EXERCISE PROMPT
Could you repeat, word for word, every line from the one containing "Teacher note: indicate the cabriole" through the final line of the records below, and nothing else?

DATA PROVIDED
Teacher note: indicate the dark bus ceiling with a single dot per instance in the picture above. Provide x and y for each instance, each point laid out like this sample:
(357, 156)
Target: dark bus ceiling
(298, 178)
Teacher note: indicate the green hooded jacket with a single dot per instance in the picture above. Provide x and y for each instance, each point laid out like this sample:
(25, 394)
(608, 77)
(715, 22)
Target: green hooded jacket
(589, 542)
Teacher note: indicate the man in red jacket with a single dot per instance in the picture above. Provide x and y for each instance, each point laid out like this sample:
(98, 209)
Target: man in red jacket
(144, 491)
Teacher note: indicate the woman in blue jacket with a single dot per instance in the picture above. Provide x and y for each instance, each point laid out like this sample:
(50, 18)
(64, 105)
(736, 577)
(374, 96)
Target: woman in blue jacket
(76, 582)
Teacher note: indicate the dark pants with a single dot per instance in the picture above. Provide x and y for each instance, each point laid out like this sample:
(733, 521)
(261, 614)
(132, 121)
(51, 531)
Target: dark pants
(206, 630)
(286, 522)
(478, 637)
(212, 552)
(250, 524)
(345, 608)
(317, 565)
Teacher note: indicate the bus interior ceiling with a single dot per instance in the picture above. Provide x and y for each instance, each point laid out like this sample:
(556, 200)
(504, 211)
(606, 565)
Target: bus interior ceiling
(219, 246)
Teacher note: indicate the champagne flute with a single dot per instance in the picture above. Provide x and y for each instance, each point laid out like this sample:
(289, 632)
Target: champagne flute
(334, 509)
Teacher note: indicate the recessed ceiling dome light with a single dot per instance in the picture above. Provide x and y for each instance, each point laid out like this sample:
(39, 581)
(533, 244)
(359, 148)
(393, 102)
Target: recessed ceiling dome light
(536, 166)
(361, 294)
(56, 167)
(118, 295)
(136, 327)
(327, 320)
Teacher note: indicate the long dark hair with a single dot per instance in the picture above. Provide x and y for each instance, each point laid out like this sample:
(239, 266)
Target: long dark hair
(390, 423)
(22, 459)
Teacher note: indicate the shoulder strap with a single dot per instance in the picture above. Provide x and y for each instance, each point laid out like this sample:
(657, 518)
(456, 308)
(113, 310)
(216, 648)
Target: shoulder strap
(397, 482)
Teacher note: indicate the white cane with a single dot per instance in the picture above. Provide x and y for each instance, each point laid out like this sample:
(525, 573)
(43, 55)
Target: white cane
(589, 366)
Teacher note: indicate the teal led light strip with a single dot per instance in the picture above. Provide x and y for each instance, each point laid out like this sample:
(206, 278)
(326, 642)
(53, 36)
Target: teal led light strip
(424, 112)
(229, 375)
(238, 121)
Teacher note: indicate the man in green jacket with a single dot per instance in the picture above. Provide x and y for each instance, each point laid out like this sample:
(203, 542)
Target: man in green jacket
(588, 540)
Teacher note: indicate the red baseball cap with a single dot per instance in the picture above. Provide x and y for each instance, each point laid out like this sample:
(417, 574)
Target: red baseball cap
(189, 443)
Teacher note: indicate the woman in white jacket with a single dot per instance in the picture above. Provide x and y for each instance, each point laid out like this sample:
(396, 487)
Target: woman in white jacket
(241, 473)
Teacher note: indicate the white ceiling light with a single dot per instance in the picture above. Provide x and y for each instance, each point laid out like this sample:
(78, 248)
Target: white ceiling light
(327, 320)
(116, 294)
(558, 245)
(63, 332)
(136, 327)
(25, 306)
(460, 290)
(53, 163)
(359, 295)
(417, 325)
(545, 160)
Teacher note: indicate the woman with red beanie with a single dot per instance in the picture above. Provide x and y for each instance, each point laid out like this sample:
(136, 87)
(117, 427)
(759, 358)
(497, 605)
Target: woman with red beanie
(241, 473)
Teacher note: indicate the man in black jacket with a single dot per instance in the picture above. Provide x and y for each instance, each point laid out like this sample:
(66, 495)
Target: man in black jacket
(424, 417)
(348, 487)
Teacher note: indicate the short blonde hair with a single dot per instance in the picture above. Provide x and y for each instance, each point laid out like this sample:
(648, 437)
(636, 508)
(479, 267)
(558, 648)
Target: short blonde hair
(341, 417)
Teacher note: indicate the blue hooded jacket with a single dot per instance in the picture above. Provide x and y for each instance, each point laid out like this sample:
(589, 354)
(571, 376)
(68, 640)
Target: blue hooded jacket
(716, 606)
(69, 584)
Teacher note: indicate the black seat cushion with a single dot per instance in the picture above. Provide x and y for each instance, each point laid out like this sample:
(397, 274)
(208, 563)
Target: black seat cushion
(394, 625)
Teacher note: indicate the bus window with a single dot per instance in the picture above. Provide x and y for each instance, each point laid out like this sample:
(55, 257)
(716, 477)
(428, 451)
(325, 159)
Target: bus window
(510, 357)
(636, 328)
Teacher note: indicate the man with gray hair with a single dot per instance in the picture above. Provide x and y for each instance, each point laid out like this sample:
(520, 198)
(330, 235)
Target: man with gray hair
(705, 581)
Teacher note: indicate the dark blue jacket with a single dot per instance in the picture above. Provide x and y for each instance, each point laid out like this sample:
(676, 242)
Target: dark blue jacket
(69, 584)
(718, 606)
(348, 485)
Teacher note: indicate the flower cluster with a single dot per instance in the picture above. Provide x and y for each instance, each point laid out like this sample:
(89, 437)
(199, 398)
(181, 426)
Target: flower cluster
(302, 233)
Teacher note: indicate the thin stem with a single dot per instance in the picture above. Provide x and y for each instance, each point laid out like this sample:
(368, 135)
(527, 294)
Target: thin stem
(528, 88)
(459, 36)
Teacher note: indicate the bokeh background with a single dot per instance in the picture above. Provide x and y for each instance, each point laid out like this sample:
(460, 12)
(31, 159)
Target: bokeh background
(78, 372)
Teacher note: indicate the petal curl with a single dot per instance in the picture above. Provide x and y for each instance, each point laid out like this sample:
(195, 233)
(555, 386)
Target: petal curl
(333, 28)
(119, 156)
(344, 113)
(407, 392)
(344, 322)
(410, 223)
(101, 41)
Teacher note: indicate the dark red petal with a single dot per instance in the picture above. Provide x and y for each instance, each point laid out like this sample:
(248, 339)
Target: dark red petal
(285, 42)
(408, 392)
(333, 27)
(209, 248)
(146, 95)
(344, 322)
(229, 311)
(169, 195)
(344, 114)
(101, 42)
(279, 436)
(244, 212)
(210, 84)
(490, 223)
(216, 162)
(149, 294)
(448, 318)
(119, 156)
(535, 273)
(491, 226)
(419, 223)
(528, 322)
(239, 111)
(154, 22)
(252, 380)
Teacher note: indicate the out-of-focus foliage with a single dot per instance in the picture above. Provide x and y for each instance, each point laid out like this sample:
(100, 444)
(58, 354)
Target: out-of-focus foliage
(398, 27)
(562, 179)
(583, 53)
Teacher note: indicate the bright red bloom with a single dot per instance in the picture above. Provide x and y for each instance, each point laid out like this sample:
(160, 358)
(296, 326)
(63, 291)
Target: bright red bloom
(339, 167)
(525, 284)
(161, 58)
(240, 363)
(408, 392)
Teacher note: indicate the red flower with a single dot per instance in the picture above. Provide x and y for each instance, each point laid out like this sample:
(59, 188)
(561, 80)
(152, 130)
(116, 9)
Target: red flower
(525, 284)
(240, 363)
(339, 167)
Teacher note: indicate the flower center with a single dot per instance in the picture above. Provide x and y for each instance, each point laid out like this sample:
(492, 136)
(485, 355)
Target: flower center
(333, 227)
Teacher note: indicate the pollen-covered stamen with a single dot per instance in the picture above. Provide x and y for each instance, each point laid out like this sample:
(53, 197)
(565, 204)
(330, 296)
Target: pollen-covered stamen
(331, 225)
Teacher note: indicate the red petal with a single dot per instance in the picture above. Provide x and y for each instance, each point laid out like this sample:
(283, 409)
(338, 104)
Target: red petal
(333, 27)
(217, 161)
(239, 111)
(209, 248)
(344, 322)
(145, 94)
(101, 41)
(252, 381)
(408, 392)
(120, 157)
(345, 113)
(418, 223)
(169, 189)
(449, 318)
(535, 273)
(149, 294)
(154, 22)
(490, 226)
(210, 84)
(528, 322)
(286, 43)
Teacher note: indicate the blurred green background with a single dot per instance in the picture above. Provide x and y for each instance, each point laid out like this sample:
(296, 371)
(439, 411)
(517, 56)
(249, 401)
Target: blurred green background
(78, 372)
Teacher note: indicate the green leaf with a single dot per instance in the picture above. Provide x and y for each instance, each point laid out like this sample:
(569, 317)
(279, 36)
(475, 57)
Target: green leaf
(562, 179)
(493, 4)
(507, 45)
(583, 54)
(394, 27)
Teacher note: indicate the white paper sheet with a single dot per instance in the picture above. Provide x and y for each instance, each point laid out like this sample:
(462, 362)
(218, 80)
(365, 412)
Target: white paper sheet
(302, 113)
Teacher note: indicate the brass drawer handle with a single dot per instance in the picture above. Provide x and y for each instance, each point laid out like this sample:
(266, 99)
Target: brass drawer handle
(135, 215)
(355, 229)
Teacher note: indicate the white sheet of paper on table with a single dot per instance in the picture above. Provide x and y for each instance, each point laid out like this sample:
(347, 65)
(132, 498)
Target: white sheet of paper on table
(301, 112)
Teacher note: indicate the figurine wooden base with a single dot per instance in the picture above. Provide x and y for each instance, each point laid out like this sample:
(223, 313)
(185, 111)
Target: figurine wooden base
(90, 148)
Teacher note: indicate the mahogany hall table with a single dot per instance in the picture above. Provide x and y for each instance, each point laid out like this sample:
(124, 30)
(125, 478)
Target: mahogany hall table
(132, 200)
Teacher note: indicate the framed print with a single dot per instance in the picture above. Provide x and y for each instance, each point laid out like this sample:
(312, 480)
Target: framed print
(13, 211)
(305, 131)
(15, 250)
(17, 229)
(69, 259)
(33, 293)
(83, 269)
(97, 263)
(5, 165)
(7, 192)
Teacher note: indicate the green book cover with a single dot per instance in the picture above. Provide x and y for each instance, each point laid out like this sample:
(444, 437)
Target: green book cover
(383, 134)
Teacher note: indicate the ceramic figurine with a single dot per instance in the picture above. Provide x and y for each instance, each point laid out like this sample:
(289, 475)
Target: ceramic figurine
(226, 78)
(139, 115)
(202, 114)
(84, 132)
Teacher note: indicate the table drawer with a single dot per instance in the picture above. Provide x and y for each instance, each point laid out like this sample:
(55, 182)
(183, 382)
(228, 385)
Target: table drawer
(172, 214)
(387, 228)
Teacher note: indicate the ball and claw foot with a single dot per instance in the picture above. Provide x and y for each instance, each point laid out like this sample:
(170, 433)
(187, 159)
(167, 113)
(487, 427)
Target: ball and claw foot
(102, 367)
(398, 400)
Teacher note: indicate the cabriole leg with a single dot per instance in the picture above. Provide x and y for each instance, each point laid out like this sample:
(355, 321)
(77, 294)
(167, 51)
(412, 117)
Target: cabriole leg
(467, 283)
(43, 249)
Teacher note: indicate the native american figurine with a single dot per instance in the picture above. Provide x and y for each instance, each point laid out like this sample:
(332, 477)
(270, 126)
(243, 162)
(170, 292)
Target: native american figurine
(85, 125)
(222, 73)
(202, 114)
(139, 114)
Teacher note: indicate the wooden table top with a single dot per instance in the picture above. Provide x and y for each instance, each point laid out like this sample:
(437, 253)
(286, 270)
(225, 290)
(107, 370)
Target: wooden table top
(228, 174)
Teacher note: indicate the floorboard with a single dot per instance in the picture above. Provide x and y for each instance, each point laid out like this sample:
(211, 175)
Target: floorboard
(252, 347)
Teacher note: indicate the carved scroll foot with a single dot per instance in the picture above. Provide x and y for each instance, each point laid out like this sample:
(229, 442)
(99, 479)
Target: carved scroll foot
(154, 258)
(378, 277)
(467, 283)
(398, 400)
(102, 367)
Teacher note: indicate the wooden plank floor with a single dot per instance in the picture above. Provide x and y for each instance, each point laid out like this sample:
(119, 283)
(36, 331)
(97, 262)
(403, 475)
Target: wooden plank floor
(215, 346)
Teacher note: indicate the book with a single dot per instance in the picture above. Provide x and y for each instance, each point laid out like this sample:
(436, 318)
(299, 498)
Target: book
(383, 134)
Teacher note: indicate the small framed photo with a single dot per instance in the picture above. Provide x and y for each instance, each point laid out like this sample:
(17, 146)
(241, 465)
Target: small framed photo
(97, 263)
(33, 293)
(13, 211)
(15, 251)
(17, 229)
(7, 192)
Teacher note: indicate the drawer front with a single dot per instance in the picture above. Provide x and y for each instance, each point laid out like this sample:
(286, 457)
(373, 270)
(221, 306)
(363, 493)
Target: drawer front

SOLUTION TO THIS PROBLEM
Teacher note: indicate the cabriole leg with a single dot per instance in the picture above. Provide x and y for each instance, each point laid out like this sample:
(355, 321)
(77, 294)
(167, 51)
(412, 117)
Target: cabriole leg
(467, 283)
(43, 249)
Teacher note: indicate the native american figurine with a single dot per instance in the picture above. Provide x and y for each instance, each point laid out like this sample:
(332, 477)
(270, 126)
(243, 162)
(170, 292)
Target: native american figurine
(85, 125)
(222, 73)
(202, 114)
(139, 114)
Teacher note: indicate the wooden table top with a single dot per instance in the picture above. Provide x and y for each instance, each point laid out like this sample:
(437, 253)
(286, 270)
(225, 290)
(107, 370)
Target: wooden table top
(228, 174)
Teacher note: indicate the floorboard with a single dot per instance in the picture above. Provide x and y for each instance, each point laid out like this sample:
(211, 175)
Target: floorboard
(252, 347)
Teacher note: indicate the carved scroll foot with a single dot per instance in the picture above. Provide x and y for each instance, each point laid out like this sample:
(229, 442)
(99, 479)
Target: carved scroll foot
(154, 258)
(378, 277)
(467, 283)
(398, 400)
(102, 367)
Teacher note: indicate the wooden plank floor with a single dot per instance in the picture above. Provide x and y for each instance, each point laid out like this sample:
(119, 283)
(36, 331)
(97, 262)
(403, 475)
Target: wooden plank floor
(215, 346)
Teacher note: indicate the book with a single dot per instance in the picture above. Provide x and y for each instance, each point laid out like this sample:
(436, 318)
(299, 498)
Target: book
(383, 134)
Teacher note: indicate the small framed photo with a single dot per instance in the picture above. Provide x and y for each instance, each point laid out like this sample:
(17, 146)
(241, 465)
Target: small framed photo
(97, 263)
(33, 293)
(13, 211)
(15, 251)
(17, 229)
(7, 192)
Teacher note: indicate the drawer front with a single dot per instance in the picture above. Provide x and y for each instance, each point laid out like this sample:
(286, 457)
(373, 270)
(221, 306)
(363, 493)
Target: drawer front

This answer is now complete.